About this exercise:
The answer must be every record below, repeated exactly.

** Opening Data for analysis block **

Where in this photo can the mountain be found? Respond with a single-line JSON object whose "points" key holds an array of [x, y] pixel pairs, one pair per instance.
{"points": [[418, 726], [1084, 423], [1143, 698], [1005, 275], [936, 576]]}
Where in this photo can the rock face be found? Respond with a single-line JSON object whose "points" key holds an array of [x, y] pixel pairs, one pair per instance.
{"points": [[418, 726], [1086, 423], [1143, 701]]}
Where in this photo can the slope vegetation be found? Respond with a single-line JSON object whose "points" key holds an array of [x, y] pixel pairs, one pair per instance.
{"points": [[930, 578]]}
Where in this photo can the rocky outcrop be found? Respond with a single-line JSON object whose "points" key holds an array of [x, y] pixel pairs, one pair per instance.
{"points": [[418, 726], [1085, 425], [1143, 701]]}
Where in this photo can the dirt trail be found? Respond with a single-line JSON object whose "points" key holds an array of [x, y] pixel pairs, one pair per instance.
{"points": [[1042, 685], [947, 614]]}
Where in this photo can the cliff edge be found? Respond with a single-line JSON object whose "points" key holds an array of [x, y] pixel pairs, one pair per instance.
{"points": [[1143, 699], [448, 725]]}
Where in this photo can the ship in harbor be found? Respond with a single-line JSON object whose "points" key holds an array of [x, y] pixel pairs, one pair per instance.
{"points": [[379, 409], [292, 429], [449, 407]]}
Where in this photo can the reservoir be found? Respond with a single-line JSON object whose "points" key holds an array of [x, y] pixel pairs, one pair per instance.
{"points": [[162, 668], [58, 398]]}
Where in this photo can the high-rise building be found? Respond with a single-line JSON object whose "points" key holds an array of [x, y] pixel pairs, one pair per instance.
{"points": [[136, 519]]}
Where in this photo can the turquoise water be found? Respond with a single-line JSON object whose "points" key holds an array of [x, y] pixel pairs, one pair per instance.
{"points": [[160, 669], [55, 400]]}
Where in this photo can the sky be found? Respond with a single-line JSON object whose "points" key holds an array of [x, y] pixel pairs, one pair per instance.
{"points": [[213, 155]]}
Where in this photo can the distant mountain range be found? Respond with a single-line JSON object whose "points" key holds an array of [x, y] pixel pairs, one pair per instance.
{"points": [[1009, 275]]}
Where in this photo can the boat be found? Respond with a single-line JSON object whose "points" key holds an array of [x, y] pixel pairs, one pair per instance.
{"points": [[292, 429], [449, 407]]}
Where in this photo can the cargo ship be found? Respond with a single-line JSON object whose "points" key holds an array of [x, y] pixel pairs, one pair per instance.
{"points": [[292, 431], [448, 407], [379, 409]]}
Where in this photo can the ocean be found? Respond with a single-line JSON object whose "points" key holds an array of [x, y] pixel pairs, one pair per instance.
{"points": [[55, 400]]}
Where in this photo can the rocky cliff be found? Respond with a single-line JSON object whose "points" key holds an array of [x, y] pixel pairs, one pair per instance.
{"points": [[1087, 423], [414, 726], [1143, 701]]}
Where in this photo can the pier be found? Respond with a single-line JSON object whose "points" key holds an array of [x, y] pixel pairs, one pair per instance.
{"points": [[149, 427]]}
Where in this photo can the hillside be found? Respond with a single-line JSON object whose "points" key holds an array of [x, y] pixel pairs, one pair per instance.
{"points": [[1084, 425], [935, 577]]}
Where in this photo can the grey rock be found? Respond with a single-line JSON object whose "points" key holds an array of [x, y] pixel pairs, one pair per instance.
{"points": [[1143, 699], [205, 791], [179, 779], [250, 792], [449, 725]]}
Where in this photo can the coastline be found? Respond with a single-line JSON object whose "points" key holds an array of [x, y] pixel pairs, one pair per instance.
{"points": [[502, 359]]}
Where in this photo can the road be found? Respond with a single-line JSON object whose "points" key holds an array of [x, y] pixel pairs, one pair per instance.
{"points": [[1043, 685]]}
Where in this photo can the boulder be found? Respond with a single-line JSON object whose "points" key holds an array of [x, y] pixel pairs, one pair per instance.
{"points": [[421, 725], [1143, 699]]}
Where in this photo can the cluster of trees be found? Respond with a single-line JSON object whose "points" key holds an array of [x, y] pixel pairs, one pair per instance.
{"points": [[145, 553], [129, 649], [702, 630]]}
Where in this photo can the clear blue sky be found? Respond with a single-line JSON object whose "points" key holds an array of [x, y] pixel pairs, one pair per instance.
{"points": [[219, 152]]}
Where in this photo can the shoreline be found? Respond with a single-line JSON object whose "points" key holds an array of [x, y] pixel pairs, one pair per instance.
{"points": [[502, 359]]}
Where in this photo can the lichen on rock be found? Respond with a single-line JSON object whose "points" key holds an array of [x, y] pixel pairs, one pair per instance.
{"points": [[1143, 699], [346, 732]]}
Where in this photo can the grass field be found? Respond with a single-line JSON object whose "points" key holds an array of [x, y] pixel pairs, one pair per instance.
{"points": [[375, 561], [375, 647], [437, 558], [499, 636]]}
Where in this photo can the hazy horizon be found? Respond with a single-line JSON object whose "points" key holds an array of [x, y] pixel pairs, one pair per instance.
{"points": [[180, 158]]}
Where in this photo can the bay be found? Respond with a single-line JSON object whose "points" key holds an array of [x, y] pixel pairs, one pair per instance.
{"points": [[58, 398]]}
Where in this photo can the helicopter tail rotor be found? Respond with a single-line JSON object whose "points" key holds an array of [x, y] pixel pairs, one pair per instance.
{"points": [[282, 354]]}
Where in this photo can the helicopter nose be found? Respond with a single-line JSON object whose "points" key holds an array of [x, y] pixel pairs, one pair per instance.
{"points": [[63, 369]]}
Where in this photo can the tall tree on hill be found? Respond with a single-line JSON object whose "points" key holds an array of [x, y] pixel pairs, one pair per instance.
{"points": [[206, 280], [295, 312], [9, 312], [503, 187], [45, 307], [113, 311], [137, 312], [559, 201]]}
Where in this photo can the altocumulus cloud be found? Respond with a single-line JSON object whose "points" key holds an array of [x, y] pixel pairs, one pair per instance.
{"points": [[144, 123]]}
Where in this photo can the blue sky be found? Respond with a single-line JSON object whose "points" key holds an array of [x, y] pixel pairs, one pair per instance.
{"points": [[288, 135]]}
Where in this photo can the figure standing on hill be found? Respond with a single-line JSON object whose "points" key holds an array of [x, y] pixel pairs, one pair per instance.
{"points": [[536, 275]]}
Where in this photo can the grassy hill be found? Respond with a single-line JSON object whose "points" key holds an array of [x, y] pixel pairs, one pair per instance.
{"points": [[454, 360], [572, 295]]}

** Closing Data for analysis block **

Reply:
Where in this photo can the mountain be found? Respond with a single-line JSON object whose "points" key holds an array of [x, y] pixel pairs, one pair per instance.
{"points": [[418, 726], [1084, 423], [1143, 698], [1005, 275], [936, 576]]}
Where in this photo can the rock face be found? Respond with a single-line JSON object whose "points" key holds an array of [x, y] pixel pairs, one pair per instance.
{"points": [[418, 726], [1086, 423], [1143, 701]]}
Where in this photo can the slope vegetation be found? Respond with a single-line JSON object whose "points" key holds an array of [x, y] pixel pairs, one pair per instance.
{"points": [[930, 578]]}
Where in this photo can the rocky outcrop be found? Respond with a single-line JSON object whose "points" key holds an array of [x, y] pixel pairs, one pair per instance.
{"points": [[418, 726], [1085, 425], [1143, 701]]}
Where in this photo can the dirt trail be found? Respond with a single-line JSON object whose "points" key holds an array of [x, y] pixel pairs, one pair per instance.
{"points": [[1042, 685], [947, 614]]}
Where in this photo can the cliff edge be found? Respond with a single-line JSON object whose "points" key holds an array of [x, y] pixel pairs, one pair per instance.
{"points": [[1143, 699], [448, 725]]}
Where in this photo can the ship in harbor be found? Respond with a single-line JSON object whose "points" key holds an array of [x, y] pixel pairs, one pair per instance.
{"points": [[379, 409], [292, 429], [449, 407]]}
Where in this photo can the reservoir be found? Respond with a single-line JSON object whose "points" key holds an array of [x, y] pixel pairs, one pair per instance.
{"points": [[162, 668], [58, 398]]}
Where in this photo can the high-rise building be found? Respond with a single-line JSON object whose "points" key holds an array of [x, y] pixel pairs, one pair per instance.
{"points": [[136, 519]]}
Where in this photo can the turquoise water be found? Respond with a single-line JSON object whose "points" key holds an array of [x, y] pixel pairs, one pair per instance.
{"points": [[160, 669], [55, 400]]}
Where in this photo can the sky be found? Respond with a single-line JSON object whose "points" key holds an array of [x, y] pixel pairs, one pair per instance.
{"points": [[213, 155]]}
Where in this photo can the distant mountain range be found? Respond with a single-line JSON object whose "points" key holds an array of [x, y] pixel pairs, one pair per instance.
{"points": [[1009, 275]]}
Where in this photo can the boat be found? Respond with a single-line JSON object whose "points" key holds an array of [x, y] pixel pairs, one pair per instance.
{"points": [[292, 429], [449, 407]]}
Where in this photo can the cargo ship be found? Respond with a single-line JSON object whose "points" key holds an array of [x, y] pixel pairs, one pair per instance.
{"points": [[292, 431], [448, 407], [379, 409]]}
Where in this photo can the ocean be found? Respond with a single-line JSON object whose "points" key holds an array of [x, y] pixel pairs, one pair per instance.
{"points": [[55, 400]]}
Where in this photo can the rocky cliff be found? Respond with a single-line JSON object whose "points" key holds an array of [x, y] pixel pairs, one pair per instance.
{"points": [[1087, 423], [414, 726], [1143, 701]]}
Where in this photo can the pier be found? Respond with a single-line JSON object whose "points" key holds an array of [x, y] pixel pairs, one pair per instance.
{"points": [[149, 427]]}
Where in this photo can the hillside be found? Respond with a single-line JSON object whose "points" key holds an array of [x, y] pixel pairs, one pair per instance.
{"points": [[1084, 425], [935, 577]]}
Where in this photo can the grey rock be found? Respond with a single-line JSON object whose "points" key holds an array of [x, y] pixel pairs, one pair per instance.
{"points": [[1143, 699], [205, 791], [179, 779], [250, 792], [449, 725]]}
Where in this photo can the coastline be found? Respond with a single-line JSON object whose "points" key holds an array of [x, y] pixel pairs, one pair per instance.
{"points": [[502, 359]]}
Where in this photo can the road be found? Respond with a single-line JSON object whose "points" key holds an array of [x, y] pixel pairs, one pair per instance.
{"points": [[1043, 685]]}
Where in this photo can the boulder be found? Respond with a single-line JSON object whose "points" key holds an array of [x, y] pixel pairs, one pair per instance.
{"points": [[421, 725], [1143, 699]]}
Where in this photo can the cluster of trees be found? Respond with a single-line JSON object whose "points" key holds an array of [x, y] pixel pairs, one pair per instance.
{"points": [[145, 553], [129, 649], [702, 630]]}
Where in this photo can the clear blue sky be found? Respond with a single-line JSON object whose "points" key holds an array of [x, y] pixel pairs, one pair per instance.
{"points": [[219, 152]]}
Where in this photo can the shoreline be found? Respond with a single-line JSON object whose "points" key holds an array of [x, y] pixel pairs, one pair per instance.
{"points": [[502, 359]]}
Where in this photo can the lichen on rock be found? Respond with a single-line JSON object whose "points" key holds an array of [x, y] pixel pairs, one pair per instance.
{"points": [[1143, 699], [346, 732]]}
Where in this photo can the grass field be found? Respond with a single-line JSON object whose "points" key holds an array of [x, y] pixel pairs, one pair per instance.
{"points": [[375, 561], [375, 647], [437, 558], [499, 636]]}
Where in this photo can the hazy horizon be found? Respond with a single-line JSON object whose "points" key holds an array of [x, y] pixel pairs, one pair per instance.
{"points": [[180, 158]]}
Where in this photo can the bay be found? Respond with a single-line JSON object whose "points" key holds an array of [x, y] pixel pairs, one pair per instance.
{"points": [[58, 398]]}
Where in this photo can the helicopter tail rotor be found? Respond with a single-line JSON object whose "points" key holds an array of [x, y] pixel pairs, one pair per instance.
{"points": [[282, 354]]}
Where in this photo can the helicopter nose be found? Respond with a single-line JSON object whose "points" key holds an array of [x, y] pixel pairs, one pair per instance.
{"points": [[63, 369]]}
Where in this photo can the tall tree on hill be found? Respond with a single-line JSON object whose "points" key holds an array of [x, y] pixel pairs, one pair per instance.
{"points": [[206, 280], [295, 312], [9, 312], [503, 187], [45, 307], [113, 311], [137, 312], [559, 201]]}
Where in this photo can the altocumulus cloud be found? Respond with a single-line JSON object whose "points" key holds an array of [x, y] pixel pairs, one pair per instance.
{"points": [[144, 123]]}
Where in this photo can the blue sky be found? Respond with a single-line JSON object whose "points" key holds an array of [x, y] pixel pairs, one pair per instance.
{"points": [[288, 135]]}
Where in this photo can the figure standing on hill be found? Respond with a single-line JSON object whose "points" key holds an array of [x, y] pixel pairs, one pair per instance.
{"points": [[536, 275]]}
Where in this photo can the grassy hill be found? Respond with a single-line JSON object whose "points" key holds an array of [x, y] pixel pairs, one pair per instance.
{"points": [[454, 360], [572, 295]]}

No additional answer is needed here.